- _What to produce_:
Repeat each of the entries below word for word, leaving out the pictures.

- _Information given_:
★ ★ ★
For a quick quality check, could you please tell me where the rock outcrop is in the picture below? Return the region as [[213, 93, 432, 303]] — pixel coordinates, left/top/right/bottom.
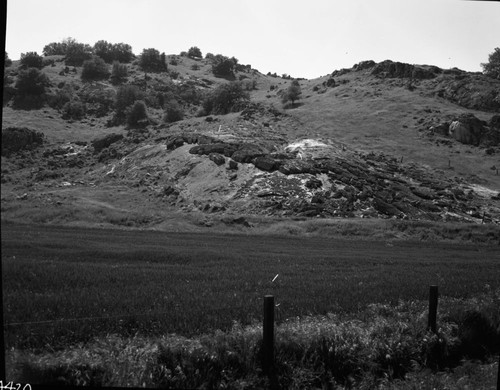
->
[[2, 127, 44, 156]]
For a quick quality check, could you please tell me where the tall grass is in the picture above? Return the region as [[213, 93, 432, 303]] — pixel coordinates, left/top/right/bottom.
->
[[9, 290, 500, 389], [2, 222, 500, 349]]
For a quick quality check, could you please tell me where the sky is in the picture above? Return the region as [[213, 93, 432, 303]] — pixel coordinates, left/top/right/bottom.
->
[[5, 0, 500, 79]]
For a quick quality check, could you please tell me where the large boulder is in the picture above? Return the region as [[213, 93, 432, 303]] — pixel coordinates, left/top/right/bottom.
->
[[208, 153, 226, 165], [2, 127, 44, 156], [254, 156, 280, 172], [189, 142, 238, 157], [448, 114, 484, 146], [279, 159, 319, 175], [231, 143, 269, 163]]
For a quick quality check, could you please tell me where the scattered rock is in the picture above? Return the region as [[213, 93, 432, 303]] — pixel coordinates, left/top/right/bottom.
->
[[228, 160, 238, 171], [91, 133, 123, 154], [254, 156, 279, 172], [208, 153, 226, 166], [448, 114, 484, 146], [2, 127, 44, 156], [231, 144, 269, 163]]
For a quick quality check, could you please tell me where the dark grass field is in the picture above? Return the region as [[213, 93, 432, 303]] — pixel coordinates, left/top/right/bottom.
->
[[2, 219, 500, 349]]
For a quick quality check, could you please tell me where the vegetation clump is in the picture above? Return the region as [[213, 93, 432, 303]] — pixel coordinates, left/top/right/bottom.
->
[[187, 46, 203, 58], [82, 56, 110, 82], [211, 54, 238, 77], [139, 48, 167, 72], [9, 291, 500, 389], [21, 51, 43, 69], [14, 68, 49, 109], [127, 100, 148, 128], [203, 81, 250, 115], [281, 80, 302, 107], [481, 47, 500, 80], [110, 85, 144, 125], [110, 61, 128, 85], [164, 99, 184, 123], [94, 40, 135, 64]]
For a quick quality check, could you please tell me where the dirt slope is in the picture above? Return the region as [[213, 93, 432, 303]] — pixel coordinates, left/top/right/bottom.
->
[[2, 54, 500, 230]]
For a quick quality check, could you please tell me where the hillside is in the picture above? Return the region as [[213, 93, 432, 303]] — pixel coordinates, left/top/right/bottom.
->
[[1, 50, 500, 236]]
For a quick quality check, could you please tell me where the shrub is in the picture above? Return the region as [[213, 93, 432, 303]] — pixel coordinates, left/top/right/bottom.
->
[[82, 56, 109, 81], [203, 81, 250, 115], [2, 127, 45, 156], [111, 85, 144, 125], [79, 86, 116, 117], [127, 100, 148, 127], [211, 54, 238, 77], [65, 38, 92, 66], [164, 100, 184, 123], [281, 80, 302, 106], [62, 100, 85, 120], [43, 38, 70, 56], [175, 81, 201, 104], [481, 47, 500, 80], [187, 46, 203, 58], [15, 68, 49, 103], [94, 40, 113, 63], [115, 85, 144, 112], [111, 61, 128, 85], [21, 51, 43, 69], [139, 49, 167, 72], [47, 84, 74, 110], [3, 52, 12, 68]]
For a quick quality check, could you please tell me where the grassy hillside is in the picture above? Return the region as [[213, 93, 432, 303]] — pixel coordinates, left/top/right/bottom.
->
[[2, 48, 500, 235]]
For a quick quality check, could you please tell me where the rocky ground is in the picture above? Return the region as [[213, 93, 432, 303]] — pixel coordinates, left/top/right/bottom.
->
[[2, 61, 500, 233]]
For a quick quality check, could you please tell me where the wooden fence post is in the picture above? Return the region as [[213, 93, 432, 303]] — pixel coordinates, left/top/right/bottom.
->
[[427, 286, 438, 333], [497, 355, 500, 390], [262, 295, 274, 374]]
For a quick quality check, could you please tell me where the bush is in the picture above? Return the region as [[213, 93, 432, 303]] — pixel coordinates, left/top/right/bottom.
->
[[43, 38, 70, 56], [3, 52, 12, 68], [21, 51, 43, 69], [164, 100, 184, 123], [203, 81, 250, 115], [79, 86, 116, 117], [176, 81, 201, 104], [127, 100, 148, 127], [187, 46, 203, 58], [16, 68, 49, 97], [94, 40, 134, 64], [111, 85, 144, 125], [481, 47, 500, 80], [47, 84, 75, 110], [211, 54, 238, 77], [111, 61, 128, 85], [82, 56, 109, 81], [2, 127, 45, 156], [65, 38, 92, 66], [62, 100, 85, 120], [281, 80, 302, 106], [139, 49, 167, 72]]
★ ★ ★
- _Result_:
For a quick quality check, could you please tell me where the rock outcrop is in the picture below? Return the region as [[213, 93, 432, 303]] — pixel coordinates, left/top/right/bottom.
->
[[2, 127, 44, 156]]
For a quick quality check, could you please tell me where the tall grass is in the picture above? Return the region as [[213, 93, 432, 303]] — pixel coordinates, left/top/right/bottom.
->
[[9, 290, 500, 389], [2, 222, 500, 349]]
For a quick quality check, could you please tell me where the sky is in the picture above? Return the region as [[213, 93, 432, 303]] — pixel coordinates, left/top/right/bottom.
->
[[5, 0, 500, 79]]
For a quick quality check, could you please tell me where the large boulder is in the picture above? Return the region as [[213, 93, 432, 303]] — pixel coordinates, left/top/right/bottom.
->
[[208, 153, 226, 165], [2, 127, 44, 156], [254, 156, 280, 172], [189, 142, 238, 157], [448, 114, 484, 146], [279, 159, 319, 175], [231, 143, 269, 163]]
For a quick quality check, could you please tell me where the scattered rock is in the picture above? Return the region as [[213, 93, 432, 303]] — pixel coordinates, left/top/right/bottom.
->
[[228, 160, 238, 171], [91, 133, 123, 154], [254, 156, 279, 172], [208, 153, 226, 166], [448, 114, 484, 146], [2, 127, 44, 156], [231, 144, 269, 163]]
For a quick quality check, could you please tell me where the dark grass field is in the picture above? Return the region as [[213, 93, 432, 303]] — pixel coordinates, left/top/right/bottom.
->
[[2, 219, 500, 349]]
For a quick quality check, could you please tell me where the vegetation clump is in the picture above? Return the region as [[213, 93, 432, 303]] — pixel coordinates, left/top/right/bottom.
->
[[187, 46, 203, 58], [82, 56, 110, 82], [211, 54, 238, 77], [139, 48, 167, 72], [9, 291, 500, 389], [21, 51, 43, 69], [14, 68, 49, 109], [127, 100, 148, 128], [203, 81, 250, 115], [281, 80, 302, 107], [481, 47, 500, 80], [110, 85, 144, 125], [110, 61, 128, 85], [164, 99, 184, 123], [94, 40, 135, 64]]
For a quick quality check, could you please tell me where the dirt slope is in the picture above? Return the region as [[213, 93, 432, 303]] — pixel coordinates, left/top/right/bottom.
->
[[2, 54, 500, 230]]
For a quick quality check, could you please tell me where the hillside is in the picture above? Return the region as [[213, 93, 432, 303]] — pixel coordinates, left/top/right/bottom.
->
[[1, 50, 500, 236]]
For a quick quality check, could you please tell me where the shrub is in the picture above? Return the region as [[213, 93, 432, 303]] — pixel coordinates, left/top/right/bottom.
->
[[82, 56, 109, 81], [203, 81, 250, 115], [2, 127, 45, 156], [111, 85, 144, 125], [79, 86, 116, 117], [127, 100, 148, 127], [211, 54, 238, 77], [65, 38, 92, 66], [164, 100, 184, 123], [281, 80, 302, 106], [62, 100, 85, 120], [43, 38, 70, 56], [175, 81, 201, 104], [481, 47, 500, 80], [187, 46, 203, 58], [15, 68, 49, 103], [94, 40, 113, 63], [115, 85, 144, 112], [111, 61, 128, 85], [21, 51, 43, 69], [139, 49, 167, 72], [47, 84, 74, 110], [3, 52, 12, 68]]
For a quick quality check, could you please tell me where the grassy hillside is in the picture above? Return the region as [[213, 93, 432, 303]] — pixel coordinates, left/top/right/bottom.
->
[[2, 48, 500, 235]]
For a quick quality check, could you please tell me where the rocky ground is in the picture above? Return the region as [[213, 93, 432, 303]] — pixel coordinates, left/top/right/bottom.
->
[[2, 61, 500, 233]]
For a quick quality check, could you please tell me where the wooden fence post is in the picture above? Return the region as [[213, 93, 432, 303]] — pixel coordinates, left/top/right/bottom.
->
[[427, 286, 438, 333], [497, 355, 500, 390], [262, 295, 274, 374]]
For a quick quality check, could you please tell me where the bush is in the picture above? Return the region as [[213, 93, 432, 303]] — pixel coordinates, left/top/right/bottom.
->
[[43, 38, 70, 56], [3, 52, 12, 68], [21, 51, 43, 69], [164, 100, 184, 123], [203, 81, 250, 115], [79, 86, 116, 117], [176, 81, 201, 104], [127, 100, 148, 127], [187, 46, 203, 58], [16, 68, 49, 97], [94, 40, 134, 64], [111, 85, 144, 125], [481, 47, 500, 80], [47, 84, 75, 110], [211, 54, 238, 77], [111, 61, 128, 85], [82, 56, 109, 81], [2, 127, 45, 156], [65, 38, 92, 66], [62, 100, 85, 120], [281, 80, 302, 106], [139, 49, 167, 72]]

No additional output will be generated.